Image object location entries
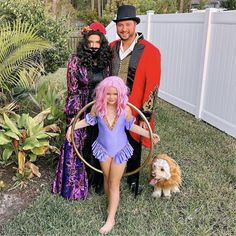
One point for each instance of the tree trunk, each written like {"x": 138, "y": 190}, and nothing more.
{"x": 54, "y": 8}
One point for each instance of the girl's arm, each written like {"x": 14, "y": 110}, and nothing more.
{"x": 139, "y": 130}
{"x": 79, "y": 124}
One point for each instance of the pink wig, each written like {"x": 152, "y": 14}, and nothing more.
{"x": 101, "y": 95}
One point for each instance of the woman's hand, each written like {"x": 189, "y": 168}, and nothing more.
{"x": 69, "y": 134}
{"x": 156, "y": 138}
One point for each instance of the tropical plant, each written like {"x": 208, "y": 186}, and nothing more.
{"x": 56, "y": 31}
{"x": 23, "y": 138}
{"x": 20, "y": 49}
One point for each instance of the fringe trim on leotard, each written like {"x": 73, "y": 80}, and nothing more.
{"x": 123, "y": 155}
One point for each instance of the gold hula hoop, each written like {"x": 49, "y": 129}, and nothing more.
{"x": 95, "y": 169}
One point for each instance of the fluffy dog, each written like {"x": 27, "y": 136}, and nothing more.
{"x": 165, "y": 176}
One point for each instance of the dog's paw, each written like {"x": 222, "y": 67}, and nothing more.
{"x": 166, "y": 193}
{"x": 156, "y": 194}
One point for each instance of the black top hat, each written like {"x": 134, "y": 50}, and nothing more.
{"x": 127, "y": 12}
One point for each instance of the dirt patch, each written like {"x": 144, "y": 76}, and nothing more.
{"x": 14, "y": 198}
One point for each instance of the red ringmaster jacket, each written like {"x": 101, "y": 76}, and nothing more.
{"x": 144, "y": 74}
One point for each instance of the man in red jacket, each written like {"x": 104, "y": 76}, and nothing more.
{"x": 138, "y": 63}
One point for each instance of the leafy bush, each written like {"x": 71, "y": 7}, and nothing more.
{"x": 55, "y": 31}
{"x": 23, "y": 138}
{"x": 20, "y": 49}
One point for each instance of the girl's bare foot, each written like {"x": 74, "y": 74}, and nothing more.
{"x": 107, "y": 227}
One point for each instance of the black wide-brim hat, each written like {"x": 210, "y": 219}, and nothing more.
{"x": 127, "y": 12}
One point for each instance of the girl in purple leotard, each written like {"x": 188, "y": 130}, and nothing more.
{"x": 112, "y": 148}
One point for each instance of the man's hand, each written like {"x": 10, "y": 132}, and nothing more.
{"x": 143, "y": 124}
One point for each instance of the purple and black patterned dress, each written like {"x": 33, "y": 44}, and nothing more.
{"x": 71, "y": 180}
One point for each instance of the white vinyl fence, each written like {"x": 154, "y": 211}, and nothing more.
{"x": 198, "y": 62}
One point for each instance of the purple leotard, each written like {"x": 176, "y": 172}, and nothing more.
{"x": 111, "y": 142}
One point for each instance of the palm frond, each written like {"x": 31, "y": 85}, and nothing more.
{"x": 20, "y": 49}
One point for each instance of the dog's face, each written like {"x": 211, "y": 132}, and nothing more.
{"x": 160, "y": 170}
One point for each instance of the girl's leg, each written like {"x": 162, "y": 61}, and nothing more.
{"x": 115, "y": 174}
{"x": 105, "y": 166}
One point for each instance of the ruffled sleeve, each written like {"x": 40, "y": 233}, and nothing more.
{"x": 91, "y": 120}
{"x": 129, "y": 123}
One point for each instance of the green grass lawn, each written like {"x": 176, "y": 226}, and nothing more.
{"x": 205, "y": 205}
---
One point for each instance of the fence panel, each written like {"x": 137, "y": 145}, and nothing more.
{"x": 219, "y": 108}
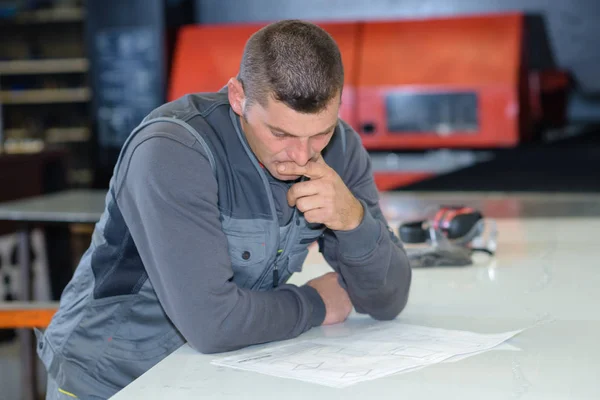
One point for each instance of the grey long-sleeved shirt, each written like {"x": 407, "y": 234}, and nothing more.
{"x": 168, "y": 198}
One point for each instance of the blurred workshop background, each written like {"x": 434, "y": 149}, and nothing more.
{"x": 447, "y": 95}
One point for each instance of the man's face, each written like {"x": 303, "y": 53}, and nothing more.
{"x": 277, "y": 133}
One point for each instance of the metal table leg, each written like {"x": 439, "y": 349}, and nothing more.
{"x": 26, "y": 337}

PROBLEM REQUIREMENTS
Please locate every line in the records that contains the word "face" and copy each of those lines.

TASK OUTPUT
One point for each instance of the dog's face, each written like {"x": 211, "y": 132}, and nothing more.
One point for each instance of the man's face, each written like {"x": 303, "y": 53}, and nothing more.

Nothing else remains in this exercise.